Photo-based referring expression data:
============

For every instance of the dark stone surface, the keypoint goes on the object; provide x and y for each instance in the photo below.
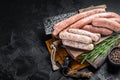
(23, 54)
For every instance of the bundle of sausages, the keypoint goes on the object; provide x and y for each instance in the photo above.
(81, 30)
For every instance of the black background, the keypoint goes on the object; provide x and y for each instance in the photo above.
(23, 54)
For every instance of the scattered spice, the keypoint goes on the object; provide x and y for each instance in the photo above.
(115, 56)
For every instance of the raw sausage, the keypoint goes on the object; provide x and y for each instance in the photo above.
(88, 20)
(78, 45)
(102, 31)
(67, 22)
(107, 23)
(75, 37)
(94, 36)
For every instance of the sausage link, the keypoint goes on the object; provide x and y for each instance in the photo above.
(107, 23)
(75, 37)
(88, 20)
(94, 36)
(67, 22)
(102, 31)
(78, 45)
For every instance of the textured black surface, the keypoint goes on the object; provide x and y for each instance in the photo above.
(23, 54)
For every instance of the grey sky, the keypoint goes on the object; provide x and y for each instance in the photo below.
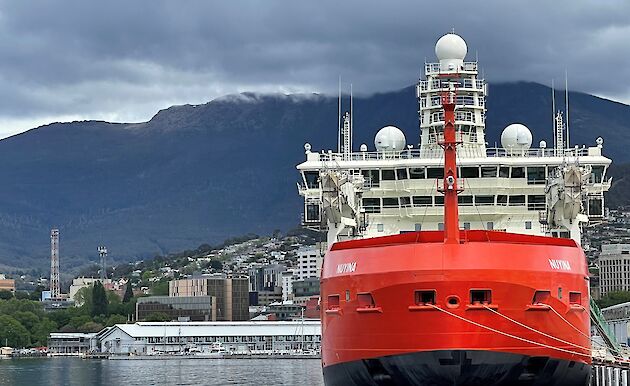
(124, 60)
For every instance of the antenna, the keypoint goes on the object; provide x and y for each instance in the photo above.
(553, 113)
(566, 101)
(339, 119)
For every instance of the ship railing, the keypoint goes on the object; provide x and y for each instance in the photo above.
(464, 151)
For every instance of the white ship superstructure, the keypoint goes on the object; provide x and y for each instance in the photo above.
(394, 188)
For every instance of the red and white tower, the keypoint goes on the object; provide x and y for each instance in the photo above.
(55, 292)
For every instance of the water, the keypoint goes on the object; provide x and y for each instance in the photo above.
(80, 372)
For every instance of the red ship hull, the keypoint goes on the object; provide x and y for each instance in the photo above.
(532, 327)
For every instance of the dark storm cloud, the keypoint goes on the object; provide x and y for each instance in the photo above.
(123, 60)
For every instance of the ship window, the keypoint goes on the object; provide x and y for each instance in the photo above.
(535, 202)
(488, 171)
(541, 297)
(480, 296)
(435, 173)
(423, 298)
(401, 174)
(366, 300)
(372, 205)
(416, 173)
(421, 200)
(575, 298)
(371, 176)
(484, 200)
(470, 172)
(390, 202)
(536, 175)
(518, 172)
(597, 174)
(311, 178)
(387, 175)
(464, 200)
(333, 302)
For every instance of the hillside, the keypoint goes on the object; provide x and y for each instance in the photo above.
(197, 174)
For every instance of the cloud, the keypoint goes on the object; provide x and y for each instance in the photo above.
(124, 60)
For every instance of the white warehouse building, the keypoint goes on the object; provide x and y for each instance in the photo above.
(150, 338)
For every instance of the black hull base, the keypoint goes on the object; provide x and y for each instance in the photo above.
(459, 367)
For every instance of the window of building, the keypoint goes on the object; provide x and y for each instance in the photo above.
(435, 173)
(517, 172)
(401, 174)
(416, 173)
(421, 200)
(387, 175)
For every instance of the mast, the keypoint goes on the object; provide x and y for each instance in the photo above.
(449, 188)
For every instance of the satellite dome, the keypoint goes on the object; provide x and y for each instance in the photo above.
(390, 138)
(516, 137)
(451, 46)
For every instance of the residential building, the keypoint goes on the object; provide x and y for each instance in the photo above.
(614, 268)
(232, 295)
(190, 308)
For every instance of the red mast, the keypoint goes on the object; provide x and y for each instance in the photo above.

============

REQUIREMENT -
Could you output every record above exactly as it appears, without the pictures?

SOLVED EXERCISE -
For every instance of the dark stone surface, the keypoint goes on the object; provide x and y for each instance in the photo below.
(23, 54)
For every instance of the bundle of sausages, the keypoint goes on the object; provide x and y for each instance in the photo above.
(81, 30)
For every instance of the black background, the keypoint goes on the object; provide x and y for each instance in the photo above.
(23, 54)
For every instance of the scattered spice, the keypoint goes on the object; provide x and y for each instance in the photo above.
(115, 56)
For every instance of the raw sausage, the keypoint goes on the object; provide x and y for each instance in the photo above.
(88, 20)
(78, 45)
(102, 31)
(67, 22)
(107, 23)
(75, 37)
(94, 36)
For every instance of the sausage link, the keypoint goes on the object; provide x and y for each instance in the photo above.
(107, 23)
(75, 37)
(88, 20)
(94, 36)
(67, 22)
(102, 31)
(78, 45)
For every instance of the textured black surface, the keypoint goes on the object; provide x and y for each instance in the photo above.
(23, 54)
For every instance of the grey sky, the keypoint goes on the object; provide x and y for each instance in the photo below.
(124, 60)
For every instance of the antenna, the keypoint goes on the object; provide x and y for each instance in the photo above.
(553, 113)
(566, 101)
(339, 119)
For every instance of the ship railing, the keypoint goes on the object; provide x and y for each instance in the photo above.
(464, 151)
For every instance of the white ship superstructure, the keypoint goes on the object; provide x and y for each instance in the photo above.
(394, 188)
For every instance of the red and white tower, the keypoint goes on the object; provide x and y for each instance in the photo above.
(55, 292)
For every instance of the water, the keypoint goes on the object; provide x and y for each instance in the photo above.
(80, 372)
For every instance of the red ship hull, the keypoint goes on the object; provide x and y for each instance in the photo above.
(532, 327)
For every instance of the dark storm cloud, the keypoint goes on the object; provide x and y for each instance in the photo above.
(123, 60)
For every instance of the ship window, the keypoint goes on the object; provide x and y for each instance in the photo above.
(535, 202)
(488, 171)
(541, 297)
(480, 296)
(435, 173)
(423, 298)
(401, 174)
(366, 300)
(372, 205)
(416, 173)
(421, 200)
(575, 298)
(371, 176)
(484, 200)
(470, 172)
(390, 202)
(536, 175)
(518, 172)
(597, 174)
(311, 178)
(387, 175)
(464, 200)
(333, 302)
For every instance of the hillside, the keypoint goes on the object; provide x and y for each instance in the photo above.
(197, 174)
For every instance of the cloud, the keypoint goes on the object; provide x and y for each instance in the photo above.
(124, 60)
For every instance of the white warehouse building, the keypoint goes on the object; provide x and y for each instance in the photo above.
(150, 338)
For every instance of the black hull base, the keypoint goes on the object; provide x and y for each instance in the photo above.
(459, 367)
For every instance of the window of building, the keypoint goes on the object; provide x and y for each instance in the photo above.
(435, 173)
(517, 172)
(401, 174)
(416, 173)
(421, 200)
(387, 175)
For every instance of the mast, the keypoint goes on the object; provide x and y for each instance in the photo above.
(449, 188)
For every instance of the satellite dome, the keypoint goes on the object; provide x and y for each instance in the photo above.
(390, 138)
(516, 137)
(451, 46)
For every instance of the residential building, the keypoint goes on the object; provide x and y for each instance in the photo above.
(614, 268)
(232, 295)
(190, 308)
For every instance of the red mast, the keypoint goes on the object; provide x and y for each instance in the photo above.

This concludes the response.